Saved entries:
=-=-=

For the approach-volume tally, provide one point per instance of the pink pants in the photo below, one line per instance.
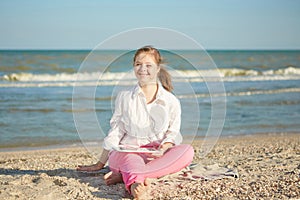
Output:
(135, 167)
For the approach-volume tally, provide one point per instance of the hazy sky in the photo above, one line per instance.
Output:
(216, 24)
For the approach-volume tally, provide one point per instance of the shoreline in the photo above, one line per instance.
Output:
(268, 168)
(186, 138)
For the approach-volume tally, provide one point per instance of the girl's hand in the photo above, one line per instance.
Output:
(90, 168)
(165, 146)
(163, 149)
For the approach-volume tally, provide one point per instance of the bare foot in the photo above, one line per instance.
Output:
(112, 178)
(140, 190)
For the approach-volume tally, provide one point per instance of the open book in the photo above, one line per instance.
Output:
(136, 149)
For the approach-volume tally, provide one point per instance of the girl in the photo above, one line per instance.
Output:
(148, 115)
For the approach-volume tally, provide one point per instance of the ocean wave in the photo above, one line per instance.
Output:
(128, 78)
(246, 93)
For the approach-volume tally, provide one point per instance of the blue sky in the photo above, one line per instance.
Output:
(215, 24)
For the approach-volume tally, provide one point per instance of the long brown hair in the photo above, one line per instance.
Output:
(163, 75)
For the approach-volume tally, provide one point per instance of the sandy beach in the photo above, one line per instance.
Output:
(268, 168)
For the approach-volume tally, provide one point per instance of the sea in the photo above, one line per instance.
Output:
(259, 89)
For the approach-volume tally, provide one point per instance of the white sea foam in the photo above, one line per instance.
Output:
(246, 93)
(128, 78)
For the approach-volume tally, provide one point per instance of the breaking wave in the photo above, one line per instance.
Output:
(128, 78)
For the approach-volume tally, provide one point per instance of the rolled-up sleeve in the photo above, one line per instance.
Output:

=-=-=

### Aim of the task
Pictures do not go in the copy; print every entry exactly as it stands.

### Worked solution
For the approach-volume tally, provide one point per instance of the pink pants in the photo below, one line per instance.
Output:
(135, 167)
For the approach-volume tally, provide one point per instance of the hazy sky in the photo above, one line per instance.
Output:
(216, 24)
For the approach-volume tally, provide one point per instance of the shoreline in the photo above, one line per instance.
Output:
(268, 168)
(186, 138)
For the approach-volume tally, provide one point per instance of the girl's hand in the photo above, one line per instance.
Output:
(90, 168)
(165, 146)
(163, 149)
For the approach-volume tally, provide one point per instance of the bare foot in the photo above, one line per instance.
Output:
(112, 178)
(140, 190)
For the approach-volume tally, provide one point per instance of the open book in the photo above, one line per instance.
Output:
(136, 149)
For the approach-volume tally, provide one point per instance of the girl in the photo above, one line per instance.
Output:
(148, 115)
For the approach-volume tally, provide one point per instance of the ocean wave in the photo above, one line per instance.
Output:
(128, 78)
(246, 93)
For the approach-volume tally, provide one point per instance of the blue sky in the photo above, one line per instance.
Output:
(215, 24)
For the approach-volume tally, provide one point per instance of the long brown hair in the photo above, one line per instance.
Output:
(163, 75)
For the approach-volume tally, provide one point per instance of the sandy beach in the photo above, one line per instance.
Output:
(268, 168)
For the approach-volume tally, provide one point per instance of the sea in the photo above, one line per instance.
Output:
(259, 89)
For the approach-volume tally, provide one point per instance of the white sea foam in the photo above, one line per instance.
Output:
(246, 93)
(128, 78)
For the approach-volume tally, provide one point per instance of the breaking wave in the photo above, one line per instance.
Output:
(128, 78)
For the approach-volume tally, provide one point per instance of the rolled-up sleeve in the photo above, one line per instance.
Output:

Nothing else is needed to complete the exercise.